#### [Document passage]
>>

American companies have invested between $35 billion and $40 billion in generative artificial intelligence (GenAI) projects, yet so far, almost none of this has produced tangible results. According to a report from MIT’s NANDA (Networked Agents and Decentralized AI) project, 95 percent of organizations have not achieved any return on their AI investments, while only five percent successfully utilize AI tools in full production.
The report is based on 52 structured interviews with business leaders, an analysis of over 300 public AI projects and publications, and a survey of 153 business professionals. The authors of the report, Aditya Challapally, Chris Pease, Ramesh Raskar, and Pradyumna Chari, have termed this issue the ‘GenAI divide’ and believe it does not stem from a lack of infrastructure, knowledge, or talent, but rather from the inability of AI systems to retain data, adapt, and learn over time.
– Although AI chatbots succeed due to their simplicity and flexibility, they fail in key business processes due to a lack of memory and adaptability – states the report.

<<

Stored data entries:
>>

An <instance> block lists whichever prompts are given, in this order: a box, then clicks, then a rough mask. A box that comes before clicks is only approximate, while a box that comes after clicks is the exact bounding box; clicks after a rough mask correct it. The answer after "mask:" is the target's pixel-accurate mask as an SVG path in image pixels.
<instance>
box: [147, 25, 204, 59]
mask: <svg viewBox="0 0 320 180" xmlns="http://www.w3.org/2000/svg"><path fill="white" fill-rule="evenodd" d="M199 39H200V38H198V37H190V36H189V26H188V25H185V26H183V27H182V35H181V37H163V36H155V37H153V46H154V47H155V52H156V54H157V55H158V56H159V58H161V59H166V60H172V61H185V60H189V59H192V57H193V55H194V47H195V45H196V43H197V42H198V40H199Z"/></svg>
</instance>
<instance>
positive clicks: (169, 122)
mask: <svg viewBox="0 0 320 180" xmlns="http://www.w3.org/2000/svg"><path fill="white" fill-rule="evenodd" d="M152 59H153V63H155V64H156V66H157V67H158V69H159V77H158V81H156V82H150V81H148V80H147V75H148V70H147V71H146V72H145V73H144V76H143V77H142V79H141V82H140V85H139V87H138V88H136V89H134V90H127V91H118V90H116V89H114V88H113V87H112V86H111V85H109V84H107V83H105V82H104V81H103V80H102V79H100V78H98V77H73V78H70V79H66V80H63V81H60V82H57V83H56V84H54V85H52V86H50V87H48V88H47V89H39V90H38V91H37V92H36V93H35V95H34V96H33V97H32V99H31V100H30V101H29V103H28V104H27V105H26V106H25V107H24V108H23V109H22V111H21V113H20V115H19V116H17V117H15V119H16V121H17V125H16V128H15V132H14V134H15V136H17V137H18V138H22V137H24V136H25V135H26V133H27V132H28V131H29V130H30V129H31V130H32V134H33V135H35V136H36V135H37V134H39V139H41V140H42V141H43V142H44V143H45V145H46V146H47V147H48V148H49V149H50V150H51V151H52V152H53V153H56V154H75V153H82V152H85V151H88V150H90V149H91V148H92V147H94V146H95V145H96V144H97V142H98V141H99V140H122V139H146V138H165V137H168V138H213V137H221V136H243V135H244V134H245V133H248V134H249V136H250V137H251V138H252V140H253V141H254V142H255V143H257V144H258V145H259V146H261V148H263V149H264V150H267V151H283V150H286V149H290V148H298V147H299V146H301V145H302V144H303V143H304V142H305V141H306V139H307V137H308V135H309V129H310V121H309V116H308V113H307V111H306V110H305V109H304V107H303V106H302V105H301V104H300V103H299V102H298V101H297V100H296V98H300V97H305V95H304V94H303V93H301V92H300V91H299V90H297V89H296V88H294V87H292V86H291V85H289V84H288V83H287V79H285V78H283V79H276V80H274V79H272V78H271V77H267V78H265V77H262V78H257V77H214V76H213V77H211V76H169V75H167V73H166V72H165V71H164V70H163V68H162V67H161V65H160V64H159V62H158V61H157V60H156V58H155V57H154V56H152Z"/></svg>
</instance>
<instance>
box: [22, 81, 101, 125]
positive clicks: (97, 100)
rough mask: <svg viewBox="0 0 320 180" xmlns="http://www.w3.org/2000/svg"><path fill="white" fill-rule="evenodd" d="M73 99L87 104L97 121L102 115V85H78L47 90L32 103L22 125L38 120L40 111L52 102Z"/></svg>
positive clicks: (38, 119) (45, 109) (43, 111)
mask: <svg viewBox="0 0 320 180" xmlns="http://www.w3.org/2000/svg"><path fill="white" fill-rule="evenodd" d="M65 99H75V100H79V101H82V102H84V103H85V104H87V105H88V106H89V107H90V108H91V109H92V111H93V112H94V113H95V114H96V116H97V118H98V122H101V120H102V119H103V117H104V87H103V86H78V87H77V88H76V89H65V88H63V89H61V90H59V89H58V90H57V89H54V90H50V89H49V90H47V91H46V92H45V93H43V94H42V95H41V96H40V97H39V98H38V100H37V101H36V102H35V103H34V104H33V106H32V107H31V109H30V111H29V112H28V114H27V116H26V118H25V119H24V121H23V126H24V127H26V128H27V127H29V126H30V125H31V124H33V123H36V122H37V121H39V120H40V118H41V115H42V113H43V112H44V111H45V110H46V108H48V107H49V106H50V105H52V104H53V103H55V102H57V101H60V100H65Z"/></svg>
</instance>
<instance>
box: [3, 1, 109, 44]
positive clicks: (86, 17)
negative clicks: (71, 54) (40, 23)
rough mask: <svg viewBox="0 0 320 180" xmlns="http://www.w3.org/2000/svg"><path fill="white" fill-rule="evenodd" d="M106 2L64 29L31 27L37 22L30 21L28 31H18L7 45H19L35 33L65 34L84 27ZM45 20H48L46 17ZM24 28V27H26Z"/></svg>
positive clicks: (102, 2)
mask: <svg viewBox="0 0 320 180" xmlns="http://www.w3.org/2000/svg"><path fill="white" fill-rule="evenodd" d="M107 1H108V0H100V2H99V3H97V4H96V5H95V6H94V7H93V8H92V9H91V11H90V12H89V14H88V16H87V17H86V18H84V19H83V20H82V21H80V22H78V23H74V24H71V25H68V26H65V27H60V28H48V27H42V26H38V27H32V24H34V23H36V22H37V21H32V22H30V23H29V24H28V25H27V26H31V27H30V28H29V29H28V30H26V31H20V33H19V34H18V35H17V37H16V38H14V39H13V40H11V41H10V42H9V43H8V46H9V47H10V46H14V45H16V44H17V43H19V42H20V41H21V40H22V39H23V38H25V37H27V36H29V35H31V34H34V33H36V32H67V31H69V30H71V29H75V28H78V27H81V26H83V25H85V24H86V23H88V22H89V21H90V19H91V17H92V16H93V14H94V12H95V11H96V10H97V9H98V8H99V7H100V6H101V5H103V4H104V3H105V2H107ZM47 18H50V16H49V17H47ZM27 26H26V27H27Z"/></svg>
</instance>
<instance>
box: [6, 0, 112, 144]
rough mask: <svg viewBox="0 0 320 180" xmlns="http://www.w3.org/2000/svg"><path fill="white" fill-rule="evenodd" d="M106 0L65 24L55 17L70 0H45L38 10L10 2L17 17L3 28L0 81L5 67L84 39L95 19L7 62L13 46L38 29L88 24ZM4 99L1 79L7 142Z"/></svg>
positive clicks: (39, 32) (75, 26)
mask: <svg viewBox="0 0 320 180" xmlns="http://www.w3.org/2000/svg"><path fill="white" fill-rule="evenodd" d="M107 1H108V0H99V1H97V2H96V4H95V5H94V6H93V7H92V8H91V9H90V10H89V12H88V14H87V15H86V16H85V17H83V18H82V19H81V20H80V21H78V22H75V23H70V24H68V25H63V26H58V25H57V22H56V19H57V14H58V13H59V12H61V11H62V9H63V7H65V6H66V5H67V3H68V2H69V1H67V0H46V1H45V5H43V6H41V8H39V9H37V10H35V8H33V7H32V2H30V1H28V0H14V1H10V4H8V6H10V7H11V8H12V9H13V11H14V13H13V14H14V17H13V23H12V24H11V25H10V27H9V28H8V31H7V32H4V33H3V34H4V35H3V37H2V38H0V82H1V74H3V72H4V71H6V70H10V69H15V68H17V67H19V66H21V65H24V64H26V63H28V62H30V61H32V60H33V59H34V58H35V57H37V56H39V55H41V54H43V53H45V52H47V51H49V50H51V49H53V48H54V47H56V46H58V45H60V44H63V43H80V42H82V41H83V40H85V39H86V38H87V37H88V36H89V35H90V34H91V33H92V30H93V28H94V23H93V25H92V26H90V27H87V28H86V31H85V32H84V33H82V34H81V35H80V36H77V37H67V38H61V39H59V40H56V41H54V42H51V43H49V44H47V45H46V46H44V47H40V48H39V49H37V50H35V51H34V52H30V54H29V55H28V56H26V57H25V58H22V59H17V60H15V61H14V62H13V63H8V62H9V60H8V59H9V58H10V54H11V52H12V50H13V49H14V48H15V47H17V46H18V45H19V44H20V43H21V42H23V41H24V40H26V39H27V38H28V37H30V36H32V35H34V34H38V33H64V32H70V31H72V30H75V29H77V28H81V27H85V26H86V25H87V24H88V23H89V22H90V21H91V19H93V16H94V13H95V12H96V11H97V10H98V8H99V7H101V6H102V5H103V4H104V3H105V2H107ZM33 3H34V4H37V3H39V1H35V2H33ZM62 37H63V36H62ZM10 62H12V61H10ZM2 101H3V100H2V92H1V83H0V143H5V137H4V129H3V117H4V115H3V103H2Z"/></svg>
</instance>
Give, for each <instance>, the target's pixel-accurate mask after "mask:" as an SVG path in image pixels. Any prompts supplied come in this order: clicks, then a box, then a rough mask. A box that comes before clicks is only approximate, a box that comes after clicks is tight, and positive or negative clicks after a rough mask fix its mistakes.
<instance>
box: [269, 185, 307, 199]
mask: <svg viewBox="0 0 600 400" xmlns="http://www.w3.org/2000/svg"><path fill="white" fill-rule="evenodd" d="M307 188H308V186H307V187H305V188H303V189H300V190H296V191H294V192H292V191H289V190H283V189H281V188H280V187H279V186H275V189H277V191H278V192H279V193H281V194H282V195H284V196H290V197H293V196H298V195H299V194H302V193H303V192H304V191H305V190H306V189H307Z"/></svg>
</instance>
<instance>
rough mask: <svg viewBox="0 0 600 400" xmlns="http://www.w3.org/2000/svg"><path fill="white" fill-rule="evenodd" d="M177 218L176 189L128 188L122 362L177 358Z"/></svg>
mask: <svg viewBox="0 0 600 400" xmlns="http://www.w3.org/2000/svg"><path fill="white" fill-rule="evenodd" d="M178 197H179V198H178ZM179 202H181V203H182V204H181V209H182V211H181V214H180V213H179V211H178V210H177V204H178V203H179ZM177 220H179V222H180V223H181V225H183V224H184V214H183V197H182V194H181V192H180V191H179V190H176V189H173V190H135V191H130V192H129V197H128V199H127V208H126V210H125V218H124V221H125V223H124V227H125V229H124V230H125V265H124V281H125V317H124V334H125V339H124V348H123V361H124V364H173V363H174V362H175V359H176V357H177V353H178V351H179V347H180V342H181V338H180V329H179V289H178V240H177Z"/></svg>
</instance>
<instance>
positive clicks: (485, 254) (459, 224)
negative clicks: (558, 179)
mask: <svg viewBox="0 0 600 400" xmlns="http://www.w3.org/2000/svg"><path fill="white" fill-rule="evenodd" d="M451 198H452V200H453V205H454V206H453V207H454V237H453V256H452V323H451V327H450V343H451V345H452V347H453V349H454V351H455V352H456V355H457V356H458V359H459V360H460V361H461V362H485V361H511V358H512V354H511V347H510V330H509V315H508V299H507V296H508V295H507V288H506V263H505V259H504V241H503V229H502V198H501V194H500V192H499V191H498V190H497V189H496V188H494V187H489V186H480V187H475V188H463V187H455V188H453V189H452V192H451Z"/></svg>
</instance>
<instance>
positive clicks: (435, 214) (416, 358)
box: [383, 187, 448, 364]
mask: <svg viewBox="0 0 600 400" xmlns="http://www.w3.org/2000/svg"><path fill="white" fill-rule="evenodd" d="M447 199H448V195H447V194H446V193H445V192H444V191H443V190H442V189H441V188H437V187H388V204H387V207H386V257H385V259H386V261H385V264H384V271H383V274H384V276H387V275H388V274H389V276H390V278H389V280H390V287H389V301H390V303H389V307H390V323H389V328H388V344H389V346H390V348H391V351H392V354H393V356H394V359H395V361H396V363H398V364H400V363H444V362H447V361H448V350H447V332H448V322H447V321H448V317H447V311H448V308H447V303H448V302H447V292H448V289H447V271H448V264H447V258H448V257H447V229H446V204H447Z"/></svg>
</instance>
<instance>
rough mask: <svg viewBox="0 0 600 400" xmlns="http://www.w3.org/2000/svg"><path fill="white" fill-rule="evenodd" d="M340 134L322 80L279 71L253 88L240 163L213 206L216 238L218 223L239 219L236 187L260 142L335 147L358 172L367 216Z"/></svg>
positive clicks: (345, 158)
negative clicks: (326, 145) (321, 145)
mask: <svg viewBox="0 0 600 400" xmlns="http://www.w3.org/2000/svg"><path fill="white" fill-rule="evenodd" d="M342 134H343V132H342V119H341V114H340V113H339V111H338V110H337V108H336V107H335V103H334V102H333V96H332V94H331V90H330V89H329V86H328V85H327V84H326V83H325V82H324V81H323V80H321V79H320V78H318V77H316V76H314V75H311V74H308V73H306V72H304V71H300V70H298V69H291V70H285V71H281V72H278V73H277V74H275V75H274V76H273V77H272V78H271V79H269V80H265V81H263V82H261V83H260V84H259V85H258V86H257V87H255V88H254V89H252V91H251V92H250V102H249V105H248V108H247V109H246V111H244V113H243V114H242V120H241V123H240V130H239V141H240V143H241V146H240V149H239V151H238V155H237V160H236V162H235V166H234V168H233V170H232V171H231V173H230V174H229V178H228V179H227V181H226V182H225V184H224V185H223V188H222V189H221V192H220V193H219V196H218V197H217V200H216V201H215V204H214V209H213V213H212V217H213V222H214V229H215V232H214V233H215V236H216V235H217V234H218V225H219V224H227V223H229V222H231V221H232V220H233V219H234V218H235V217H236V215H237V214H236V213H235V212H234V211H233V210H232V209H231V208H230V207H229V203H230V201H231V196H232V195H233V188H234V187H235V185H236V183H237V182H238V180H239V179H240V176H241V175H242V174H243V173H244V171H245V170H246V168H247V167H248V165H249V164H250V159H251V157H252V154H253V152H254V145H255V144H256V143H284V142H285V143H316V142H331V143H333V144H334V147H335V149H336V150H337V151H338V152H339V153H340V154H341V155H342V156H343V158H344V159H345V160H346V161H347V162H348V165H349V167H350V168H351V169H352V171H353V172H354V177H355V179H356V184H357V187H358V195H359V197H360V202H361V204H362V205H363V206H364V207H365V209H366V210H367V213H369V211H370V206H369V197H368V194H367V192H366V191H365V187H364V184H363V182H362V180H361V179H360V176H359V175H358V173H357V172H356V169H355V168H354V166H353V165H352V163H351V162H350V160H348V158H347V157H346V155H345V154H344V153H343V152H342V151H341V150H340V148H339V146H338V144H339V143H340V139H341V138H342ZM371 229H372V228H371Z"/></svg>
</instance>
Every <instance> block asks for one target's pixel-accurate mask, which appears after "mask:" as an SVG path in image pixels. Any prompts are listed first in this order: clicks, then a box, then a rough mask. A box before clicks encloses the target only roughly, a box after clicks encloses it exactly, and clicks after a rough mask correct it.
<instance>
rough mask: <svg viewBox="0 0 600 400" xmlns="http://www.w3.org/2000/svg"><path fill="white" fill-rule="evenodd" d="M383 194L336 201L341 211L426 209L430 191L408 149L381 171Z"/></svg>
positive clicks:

<<

#### [Explore the material]
1) Update the passage on the MIT report about generative AI returns by writing it out again, starting with "The report is" and going on through "learn over time.", with "structured interviews" swapped for "in-depth interviews".
2) Please take the passage on the MIT report about generative AI returns further, picking up after its final sentence.

#### [Solved tasks]
1)
The report is based on 52 in-depth interviews with business leaders, an analysis of over 300 public AI projects and publications, and a survey of 153 business professionals. The authors of the report, Aditya Challapally, Chris Pease, Ramesh Raskar, and Pradyumna Chari, have termed this issue the ‘GenAI divide’ and believe it does not stem from a lack of infrastructure, knowledge, or talent, but rather from the inability of AI systems to retain data, adapt, and learn over time.

2)
– We have seen dozens of demos this year. Perhaps one or two are truly useful. Everything else is just wrappers or scientific projects – said one unnamed CEO.
The research confirms a trend of declining trust among business leaders in GenAI projects. The chances of GenAI bringing significant changes to most sectors are slim, with exceptions being technology, media, and telecommunications, where a material impact has been observed. For other industries such as healthcare, pharmaceuticals, retail, financial services, advanced manufacturing, and energy, GenAI currently has no significant effect.